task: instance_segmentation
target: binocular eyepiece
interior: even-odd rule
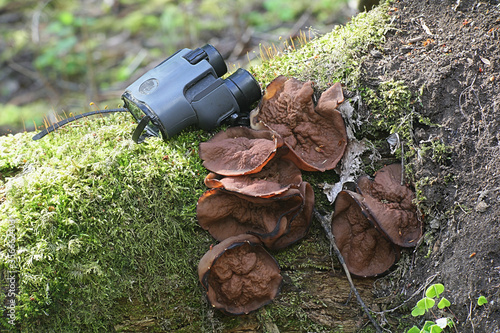
[[[222,79],[226,72],[224,59],[210,44],[179,50],[125,89],[125,108],[70,117],[39,132],[33,140],[79,118],[112,112],[129,111],[134,116],[138,125],[132,139],[137,143],[148,136],[166,141],[191,125],[210,130],[226,119],[243,125],[250,106],[261,98],[260,86],[244,69]]]
[[[207,44],[179,50],[144,74],[122,95],[139,122],[133,140],[160,135],[167,140],[191,125],[210,130],[247,115],[261,98],[260,86],[244,69],[222,79],[226,72],[220,53]]]

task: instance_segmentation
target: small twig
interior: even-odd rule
━━━━━━━━
- _HOW TO COMPLETE THIS TASK_
Reproduce the data above word for word and omit the images.

- _COMPLETED EXERCISE_
task: instance_segmentation
target: binocular eyepiece
interior: even-odd rule
[[[222,79],[226,72],[224,59],[210,44],[179,50],[125,89],[125,108],[70,117],[39,132],[33,140],[79,118],[112,112],[129,111],[134,116],[138,125],[132,139],[137,143],[148,136],[166,141],[191,125],[210,130],[226,119],[243,125],[250,106],[261,98],[260,86],[244,69]]]
[[[207,44],[179,50],[144,74],[122,95],[139,122],[133,140],[160,135],[167,140],[191,125],[210,130],[247,115],[261,98],[260,86],[244,69],[222,79],[226,72],[220,53]]]

task: instance_segmentation
target: small twig
interior: even-odd rule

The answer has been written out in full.